◆ **Extract to read**:

- Coat of arms of the Military Police
- Founded: 1992; 33 years ago
- Country: Albania
- Branch: Albanian Armed Forces
- Type: Military police
- Garrison/HQ: Sauk, Tirana
- Nickname: PU/MP
- Anniversaries: 1 February
- Website: official website

Commanders
- Commander: Lieutenant Colonel Dhimitër Selmanaj

Insignia

= Military Police (Albania) =

The Albanian Military Police (MP; Policia Ushtarake, PU) is a provost independent branch of the Albanian Armed Forces responsible for the policing of service personnel, and for providing a military police presence both in Albania and while service personnel are deployed overseas on operations and exercises. The PU it is under the authority of Ministry of Defence. Its tasks increase during wartime to include traffic control organisation and POW and refugee control. The Military Police are distinguished from other units by their wearing of black uniform and the blue brassard worn around the left upper arm, with the "MP" lettering in white, symbol of military police.

== History ==
After the fall of the 50-year-long communist regime of Albania, there was a need to reform the Armed Forces in all its pertinent structures. On 1 February 1992, the Military Police was established upon approval by Parliament of Law No. 511, dated 08.08.1991, "On the Military Police in the Armed Forces of the Republic of Albania". The purpose of this structure was to strengthen order and discipline in AAF and it was considered as an essential thing to transform the Army according to NATO countries’ standards.

With the creation of MP, the focus of its work was to control military vehicle traffic, maintenance of military rule in order to strengthen discipline in AF. In December 1994, attached to MP, were created the structures of Criminal Police and Fire Fighting Service. In early 1995, the MP branch in General Staff was transformed into the MP directorate commanded by Brig. Gen. Bajram Malaj. Through legal support, regulations and its professionalism growing day by day, the MP ranked among the best units of the Armed Forces.

◆ **Task requirements**:
1 – Decide whether each statement below agrees with the text on Albania's Military Police: (a) the Military Police was established on 1 February 1992; (b) its members wear a red brassard on the right upper arm; (c) the Criminal Police and Fire Fighting Service structures were created in early 1995. Answer each with yes or no, and quote the words from the text that settle it.
2 – Pick up the text on Albania's Military Police after its last sentence and continue it.

◆ **Supplied information**:
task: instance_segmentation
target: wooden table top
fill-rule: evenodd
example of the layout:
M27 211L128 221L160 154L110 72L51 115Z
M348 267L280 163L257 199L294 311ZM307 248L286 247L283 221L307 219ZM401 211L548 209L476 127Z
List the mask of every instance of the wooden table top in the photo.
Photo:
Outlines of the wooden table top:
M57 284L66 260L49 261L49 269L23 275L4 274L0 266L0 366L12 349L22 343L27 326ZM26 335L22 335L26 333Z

◆ **Answers in order**:
1 –
(a) Yes: "On 1 February 1992, the Military Police was established"
(b) No: "the blue brassard worn around the left upper arm"
(c) No: "In December 1994, attached to MP, were created the structures of Criminal Police and Fire Fighting Service."

2 –
After the events of 1997, the MP Director was Col. Piro Lutaj. After the events of 1997, MP had a tremendous growth on the basis of a project with the Italian Delegation of Experts (DIE). At that time, with the assistance of Italian specialists, for the first time, the MP battalion was created in Tirana, which was equipped with the necessary logistics and materials, and it was conceived according to Italian Carabinieri battalions. The establishment of MP battalion in Tirana marks a qualitative leap in the activity of this modern structure and the most qualitative of the time, which became apparent in the events of 1998, when the MP not only suffered any damage, but it defended several state institutions such as, the Radio Televizioni Shqiptar, Albtelecom, General Prosecutor's Office and several international institutions.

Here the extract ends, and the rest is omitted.